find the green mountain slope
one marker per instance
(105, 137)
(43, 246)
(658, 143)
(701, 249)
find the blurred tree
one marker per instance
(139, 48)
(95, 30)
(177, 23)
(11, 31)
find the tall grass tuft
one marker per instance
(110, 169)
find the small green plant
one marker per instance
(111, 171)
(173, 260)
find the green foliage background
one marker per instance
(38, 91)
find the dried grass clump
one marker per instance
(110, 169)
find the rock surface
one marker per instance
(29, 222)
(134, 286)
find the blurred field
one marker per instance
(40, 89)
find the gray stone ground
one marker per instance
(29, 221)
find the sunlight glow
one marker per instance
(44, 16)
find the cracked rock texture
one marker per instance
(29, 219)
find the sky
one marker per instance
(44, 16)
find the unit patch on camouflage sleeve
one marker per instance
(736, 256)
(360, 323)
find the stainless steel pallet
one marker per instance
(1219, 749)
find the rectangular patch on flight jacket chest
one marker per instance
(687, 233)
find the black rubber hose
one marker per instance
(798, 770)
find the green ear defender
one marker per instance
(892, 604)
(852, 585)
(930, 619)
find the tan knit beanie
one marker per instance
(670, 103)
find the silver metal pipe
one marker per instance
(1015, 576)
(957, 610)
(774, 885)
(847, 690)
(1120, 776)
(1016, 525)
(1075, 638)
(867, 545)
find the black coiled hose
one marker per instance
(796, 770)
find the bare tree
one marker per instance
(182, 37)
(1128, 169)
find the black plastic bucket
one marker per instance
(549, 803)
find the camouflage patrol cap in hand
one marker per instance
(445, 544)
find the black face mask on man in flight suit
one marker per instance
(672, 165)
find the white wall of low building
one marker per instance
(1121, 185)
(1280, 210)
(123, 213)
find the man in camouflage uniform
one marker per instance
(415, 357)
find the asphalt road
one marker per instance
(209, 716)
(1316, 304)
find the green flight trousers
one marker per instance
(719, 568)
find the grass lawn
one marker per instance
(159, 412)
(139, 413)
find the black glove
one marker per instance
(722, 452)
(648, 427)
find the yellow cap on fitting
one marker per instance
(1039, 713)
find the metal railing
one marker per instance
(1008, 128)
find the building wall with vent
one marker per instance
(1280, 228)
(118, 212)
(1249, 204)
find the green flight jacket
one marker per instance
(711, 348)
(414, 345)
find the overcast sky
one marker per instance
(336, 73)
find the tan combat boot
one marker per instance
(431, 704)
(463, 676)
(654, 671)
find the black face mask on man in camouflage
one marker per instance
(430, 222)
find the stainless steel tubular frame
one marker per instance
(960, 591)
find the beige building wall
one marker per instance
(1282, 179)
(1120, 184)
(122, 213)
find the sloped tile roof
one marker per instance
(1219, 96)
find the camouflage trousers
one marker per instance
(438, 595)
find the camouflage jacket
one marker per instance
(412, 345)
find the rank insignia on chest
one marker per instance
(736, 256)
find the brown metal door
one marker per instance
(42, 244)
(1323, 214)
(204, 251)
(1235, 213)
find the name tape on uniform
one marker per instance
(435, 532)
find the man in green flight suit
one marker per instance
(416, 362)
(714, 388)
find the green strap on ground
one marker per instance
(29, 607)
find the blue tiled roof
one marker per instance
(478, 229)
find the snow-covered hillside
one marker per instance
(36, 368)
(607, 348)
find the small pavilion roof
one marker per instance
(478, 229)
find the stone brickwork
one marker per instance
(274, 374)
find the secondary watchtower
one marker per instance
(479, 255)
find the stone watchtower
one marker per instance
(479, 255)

******

:: What to work on ::
Please copy out every record above word for word, keeping each line in its original order.

:: Output of the exercise ::
find the green mountain slope
one marker per instance
(105, 137)
(43, 246)
(658, 143)
(701, 249)
find the blurred tree
one marker per instance
(139, 48)
(95, 30)
(177, 23)
(11, 31)
find the tall grass tuft
one marker per instance
(110, 169)
find the small green plant
one marker per instance
(111, 171)
(173, 260)
find the green foliage background
one marker per instance
(38, 91)
find the dried grass clump
one marker per instance
(110, 169)
find the rock surface
one marker per instance
(29, 222)
(134, 286)
find the blurred field
one marker per instance
(40, 89)
find the gray stone ground
one marker per instance
(29, 221)
find the sunlight glow
one marker per instance
(44, 16)
find the cracked rock texture
one marker per instance
(29, 219)
find the sky
one marker per instance
(44, 16)
find the unit patch on camouflage sleeve
one marker per instance
(736, 256)
(360, 323)
find the stainless steel pallet
one marker per instance
(1219, 749)
find the rectangular patch on flight jacket chest
one marker per instance
(687, 233)
find the black rubber hose
one marker per instance
(798, 770)
find the green ear defender
one marker per instance
(892, 604)
(852, 585)
(930, 619)
find the tan knit beanie
one marker per instance
(670, 103)
find the silver metal pipe
one marker per instance
(1015, 576)
(957, 610)
(774, 885)
(847, 690)
(1120, 776)
(1016, 525)
(1075, 638)
(867, 545)
find the black coiled hose
one marker per instance
(796, 770)
find the bare tree
one marker per instance
(182, 37)
(1128, 169)
find the black plastic bucket
one marker per instance
(549, 803)
find the camouflage patrol cap in hand
one marker per instance
(445, 544)
find the black face mask on man in flight suit
one marker per instance
(672, 165)
find the white wall of low building
one marker per instance
(1121, 185)
(1280, 210)
(123, 213)
find the man in camouflage uniform
one marker per instance
(415, 357)
find the asphalt road
one marker per instance
(209, 716)
(1316, 304)
find the green flight trousers
one marker per instance
(719, 568)
find the grass lawn
one marker per instance
(159, 412)
(139, 413)
find the black glove
one marker per instance
(722, 452)
(648, 427)
find the yellow cap on fitting
one marker per instance
(1039, 713)
find the metal railing
one marker per instance
(1008, 128)
find the building wall with vent
one marker per instance
(1280, 228)
(118, 212)
(1249, 204)
find the green flight jacket
one marker per instance
(711, 348)
(414, 345)
find the overcast sky
one marker per instance
(336, 73)
find the tan combat boot
one marker per instance
(431, 704)
(463, 676)
(654, 671)
find the black face mask on man in camouflage
one marker per instance
(430, 222)
find the stainless steel tubular frame
one marker per instance
(960, 591)
find the beige building wall
one marker per instance
(1282, 179)
(1120, 184)
(122, 213)
find the sloped tile roof
one marker per instance
(1219, 96)
find the camouflage trousers
one marker per instance
(438, 595)
find the camouflage jacket
one marker per instance
(412, 345)
find the rank insignia on chest
one marker per instance
(736, 256)
find the brown metal door
one marker per instance
(42, 244)
(1323, 214)
(204, 251)
(1235, 213)
find the name tape on uniform
one marker per instance
(435, 532)
find the man in green flight suit
one marker per instance
(416, 362)
(714, 388)
find the green strap on ground
one marker per instance
(29, 607)
find the blue tiled roof
one marker per instance
(478, 229)
find the snow-covered hillside
one marker per instance
(36, 368)
(607, 348)
find the small pavilion roof
one marker per instance
(478, 229)
find the stone brickwork
one marker per instance
(274, 374)
find the secondary watchtower
one marker per instance
(479, 255)
find the stone watchtower
one marker per instance
(479, 255)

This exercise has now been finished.